**Information shown:**
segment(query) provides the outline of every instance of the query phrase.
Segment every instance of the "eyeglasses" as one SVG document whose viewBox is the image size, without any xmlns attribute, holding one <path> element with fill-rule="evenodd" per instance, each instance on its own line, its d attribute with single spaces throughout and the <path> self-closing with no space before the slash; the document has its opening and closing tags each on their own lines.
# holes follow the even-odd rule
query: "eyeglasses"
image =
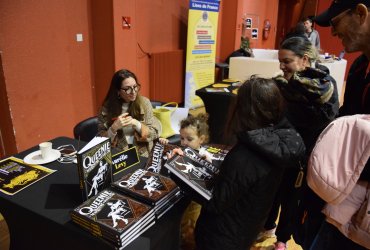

**Work task:**
Pictures are not part of the answer. Restate word for word the lines from the one with "Segment every instance" through the last line of the records.

**Final answer:**
Segment every instance of the "eyeglasses" as one SVG document whose viewBox is the image size, without any xmlns attribute, holding one <path> element with fill-rule="evenodd" per instance, each instance on its own line, its d attribute with single spaces throughout and the <path> self-closing with no space before the slash; the document has its opening and closing tags each on their own lines.
# holes follow the even-odd rule
query: "eyeglasses"
image =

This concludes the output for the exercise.